__Stored data entries__:
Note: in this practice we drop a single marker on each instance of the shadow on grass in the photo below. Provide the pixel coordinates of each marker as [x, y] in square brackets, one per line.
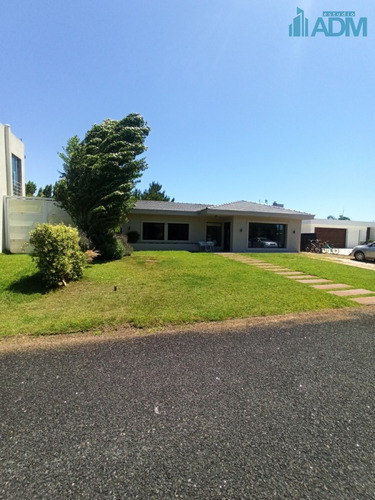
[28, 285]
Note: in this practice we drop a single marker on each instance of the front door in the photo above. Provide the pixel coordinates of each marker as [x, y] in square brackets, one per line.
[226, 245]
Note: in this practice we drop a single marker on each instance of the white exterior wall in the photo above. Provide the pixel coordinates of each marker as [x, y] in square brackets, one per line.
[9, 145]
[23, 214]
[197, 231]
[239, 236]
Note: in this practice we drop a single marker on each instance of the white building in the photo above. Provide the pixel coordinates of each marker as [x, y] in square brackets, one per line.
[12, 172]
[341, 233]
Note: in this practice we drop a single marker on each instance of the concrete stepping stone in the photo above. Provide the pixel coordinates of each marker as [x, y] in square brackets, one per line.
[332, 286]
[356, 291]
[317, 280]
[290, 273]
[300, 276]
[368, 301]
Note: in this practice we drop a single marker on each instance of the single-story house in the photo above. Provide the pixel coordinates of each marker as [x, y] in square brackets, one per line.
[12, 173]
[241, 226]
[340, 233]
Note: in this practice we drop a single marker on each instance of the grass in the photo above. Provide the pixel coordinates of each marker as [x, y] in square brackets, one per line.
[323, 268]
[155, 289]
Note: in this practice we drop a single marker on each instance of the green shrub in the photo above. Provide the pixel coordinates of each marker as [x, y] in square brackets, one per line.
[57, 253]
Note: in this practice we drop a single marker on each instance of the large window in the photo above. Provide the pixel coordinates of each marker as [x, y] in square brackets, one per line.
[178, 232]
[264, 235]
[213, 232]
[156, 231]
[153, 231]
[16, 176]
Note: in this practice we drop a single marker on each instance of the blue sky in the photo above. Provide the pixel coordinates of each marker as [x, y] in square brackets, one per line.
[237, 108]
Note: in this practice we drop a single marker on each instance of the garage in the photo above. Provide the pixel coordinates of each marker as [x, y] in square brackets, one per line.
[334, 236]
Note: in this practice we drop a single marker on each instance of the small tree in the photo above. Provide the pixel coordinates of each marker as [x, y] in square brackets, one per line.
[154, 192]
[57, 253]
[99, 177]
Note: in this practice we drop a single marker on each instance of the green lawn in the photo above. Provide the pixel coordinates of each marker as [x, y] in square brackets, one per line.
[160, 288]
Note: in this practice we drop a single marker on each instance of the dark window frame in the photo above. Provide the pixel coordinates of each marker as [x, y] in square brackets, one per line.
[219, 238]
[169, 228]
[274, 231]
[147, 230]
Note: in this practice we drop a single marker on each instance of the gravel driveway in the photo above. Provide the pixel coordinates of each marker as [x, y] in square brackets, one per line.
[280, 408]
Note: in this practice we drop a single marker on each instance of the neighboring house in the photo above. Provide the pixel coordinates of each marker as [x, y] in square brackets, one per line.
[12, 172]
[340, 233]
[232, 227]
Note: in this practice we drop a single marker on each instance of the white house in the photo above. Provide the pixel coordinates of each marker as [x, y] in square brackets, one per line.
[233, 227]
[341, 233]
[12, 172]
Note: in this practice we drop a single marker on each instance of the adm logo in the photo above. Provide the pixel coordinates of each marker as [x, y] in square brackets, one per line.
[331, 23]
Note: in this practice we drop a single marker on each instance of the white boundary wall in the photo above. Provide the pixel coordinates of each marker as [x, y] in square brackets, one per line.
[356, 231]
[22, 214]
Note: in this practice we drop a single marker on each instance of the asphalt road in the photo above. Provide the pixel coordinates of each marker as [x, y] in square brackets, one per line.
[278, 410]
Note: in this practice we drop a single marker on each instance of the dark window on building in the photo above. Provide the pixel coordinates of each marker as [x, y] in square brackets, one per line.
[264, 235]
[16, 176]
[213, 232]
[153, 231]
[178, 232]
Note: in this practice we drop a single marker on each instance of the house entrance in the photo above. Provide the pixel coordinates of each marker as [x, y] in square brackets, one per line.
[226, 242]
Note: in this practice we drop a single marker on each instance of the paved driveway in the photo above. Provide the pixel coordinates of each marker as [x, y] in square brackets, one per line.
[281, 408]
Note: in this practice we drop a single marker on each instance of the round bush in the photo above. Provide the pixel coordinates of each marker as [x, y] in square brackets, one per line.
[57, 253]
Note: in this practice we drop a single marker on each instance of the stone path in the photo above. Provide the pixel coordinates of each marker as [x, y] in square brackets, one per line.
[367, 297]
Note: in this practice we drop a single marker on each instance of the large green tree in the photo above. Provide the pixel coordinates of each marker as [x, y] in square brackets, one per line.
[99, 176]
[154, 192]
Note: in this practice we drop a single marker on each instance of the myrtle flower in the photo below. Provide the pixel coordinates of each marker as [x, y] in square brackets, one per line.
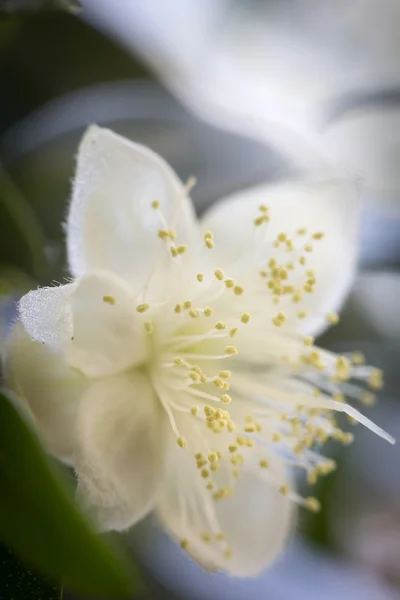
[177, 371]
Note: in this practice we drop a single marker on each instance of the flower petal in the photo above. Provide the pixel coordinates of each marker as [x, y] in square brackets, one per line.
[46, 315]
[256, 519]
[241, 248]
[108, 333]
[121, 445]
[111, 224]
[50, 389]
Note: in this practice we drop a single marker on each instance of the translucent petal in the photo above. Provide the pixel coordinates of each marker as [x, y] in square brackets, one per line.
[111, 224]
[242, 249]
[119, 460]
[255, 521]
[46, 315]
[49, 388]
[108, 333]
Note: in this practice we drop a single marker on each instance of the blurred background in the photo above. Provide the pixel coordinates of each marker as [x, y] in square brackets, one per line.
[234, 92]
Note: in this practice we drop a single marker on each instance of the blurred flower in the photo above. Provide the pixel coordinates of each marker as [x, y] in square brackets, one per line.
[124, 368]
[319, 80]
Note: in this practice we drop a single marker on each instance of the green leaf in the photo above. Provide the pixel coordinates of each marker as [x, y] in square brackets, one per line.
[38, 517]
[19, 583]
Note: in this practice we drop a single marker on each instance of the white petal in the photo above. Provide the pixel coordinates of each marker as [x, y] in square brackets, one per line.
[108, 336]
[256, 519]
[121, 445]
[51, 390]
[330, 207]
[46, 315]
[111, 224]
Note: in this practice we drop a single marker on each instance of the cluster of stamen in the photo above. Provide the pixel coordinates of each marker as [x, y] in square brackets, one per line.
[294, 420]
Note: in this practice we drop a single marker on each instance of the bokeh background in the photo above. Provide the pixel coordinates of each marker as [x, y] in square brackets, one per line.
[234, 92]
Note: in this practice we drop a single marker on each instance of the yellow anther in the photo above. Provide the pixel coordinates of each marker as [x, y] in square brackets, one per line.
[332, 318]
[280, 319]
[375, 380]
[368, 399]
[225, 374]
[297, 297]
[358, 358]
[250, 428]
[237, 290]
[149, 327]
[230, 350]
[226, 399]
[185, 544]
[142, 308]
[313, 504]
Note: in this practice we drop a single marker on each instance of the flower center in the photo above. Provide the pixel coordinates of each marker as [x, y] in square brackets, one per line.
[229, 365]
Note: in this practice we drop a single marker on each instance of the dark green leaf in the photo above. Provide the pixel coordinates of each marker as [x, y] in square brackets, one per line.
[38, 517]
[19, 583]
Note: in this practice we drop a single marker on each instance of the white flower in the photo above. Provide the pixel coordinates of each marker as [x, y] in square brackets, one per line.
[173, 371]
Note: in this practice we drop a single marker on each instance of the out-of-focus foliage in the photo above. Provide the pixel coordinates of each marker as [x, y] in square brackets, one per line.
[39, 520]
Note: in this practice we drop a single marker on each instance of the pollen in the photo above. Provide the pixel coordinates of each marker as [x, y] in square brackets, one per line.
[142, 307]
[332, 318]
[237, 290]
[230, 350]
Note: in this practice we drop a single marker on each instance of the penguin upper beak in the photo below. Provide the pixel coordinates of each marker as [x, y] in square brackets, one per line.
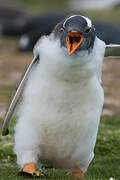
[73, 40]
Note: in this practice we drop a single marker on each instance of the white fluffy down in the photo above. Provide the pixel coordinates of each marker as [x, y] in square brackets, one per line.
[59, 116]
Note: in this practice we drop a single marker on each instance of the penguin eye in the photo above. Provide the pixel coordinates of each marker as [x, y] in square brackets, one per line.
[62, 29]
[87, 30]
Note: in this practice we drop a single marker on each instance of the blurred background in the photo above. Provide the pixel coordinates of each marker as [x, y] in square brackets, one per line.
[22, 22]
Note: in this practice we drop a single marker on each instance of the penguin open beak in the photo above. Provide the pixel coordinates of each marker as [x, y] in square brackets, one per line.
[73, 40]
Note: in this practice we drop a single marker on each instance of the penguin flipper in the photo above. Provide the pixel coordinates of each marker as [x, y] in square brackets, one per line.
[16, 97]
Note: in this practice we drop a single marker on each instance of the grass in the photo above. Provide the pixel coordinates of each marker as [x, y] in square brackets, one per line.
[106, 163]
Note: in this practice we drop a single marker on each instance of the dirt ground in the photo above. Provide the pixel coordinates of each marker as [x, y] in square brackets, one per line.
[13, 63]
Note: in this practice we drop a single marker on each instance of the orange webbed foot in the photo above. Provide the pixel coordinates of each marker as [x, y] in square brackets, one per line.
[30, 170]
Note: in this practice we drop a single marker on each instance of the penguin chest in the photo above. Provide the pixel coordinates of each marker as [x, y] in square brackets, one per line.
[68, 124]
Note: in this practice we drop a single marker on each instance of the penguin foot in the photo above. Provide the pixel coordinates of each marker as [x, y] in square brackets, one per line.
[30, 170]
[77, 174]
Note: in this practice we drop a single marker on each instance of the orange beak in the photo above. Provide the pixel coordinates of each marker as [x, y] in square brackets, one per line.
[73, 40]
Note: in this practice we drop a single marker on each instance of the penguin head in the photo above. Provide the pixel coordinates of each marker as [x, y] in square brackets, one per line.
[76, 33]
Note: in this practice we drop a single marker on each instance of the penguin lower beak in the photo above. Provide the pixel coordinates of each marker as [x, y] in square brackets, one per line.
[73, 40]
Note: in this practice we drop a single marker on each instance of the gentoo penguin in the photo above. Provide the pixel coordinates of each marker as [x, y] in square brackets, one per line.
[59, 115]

__What the exercise asks__: The reply must consist solely of the lines from the one containing "the penguin foot" through the last line of the data, reproduced exactly.

__Reply to the task__:
Note: in this practice we drop a single marker on each instance of the penguin foot in the photo above. Provide the pixel coordinates of each marker as [x, y] in square brackets, one per line.
[30, 170]
[77, 174]
Note: in this practice we drop a single marker on each instance of the orange beak in the photo above. Provide the pixel coordinates of each marker as [x, y] in square brackets, one per line.
[73, 40]
Note: in this practice we drop a single marker on each instance of the penguin head in the photo above. Provide the pixel coordinates of each marker as [x, y] in square brackets, one per line.
[76, 33]
Note: in this practice we drop a single marker on each instance of the penguin lower beak in the photo above. Provide the pixel coordinates of each marker as [x, y] in square brackets, one per line.
[73, 40]
Note: in this practice we drop a single marker on each instance of the gentoo penguin in the photo above. Provide the pixel coordinates of each marker as [x, y] in square brackets, one per line.
[59, 115]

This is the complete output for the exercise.